:: YOUR ASSIGNMENT ::
The answer must be every record below, repeated exactly.

### RECORDS SHOWN ###

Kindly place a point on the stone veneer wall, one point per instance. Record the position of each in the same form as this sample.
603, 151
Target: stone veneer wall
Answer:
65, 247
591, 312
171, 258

###

:: EXERCISE RESPONSE ::
Kindly place a point on the stone veneer wall, one point per instance. Record the position of each in the same form as this sample.
603, 151
Target: stone veneer wall
Answer:
65, 247
591, 312
171, 258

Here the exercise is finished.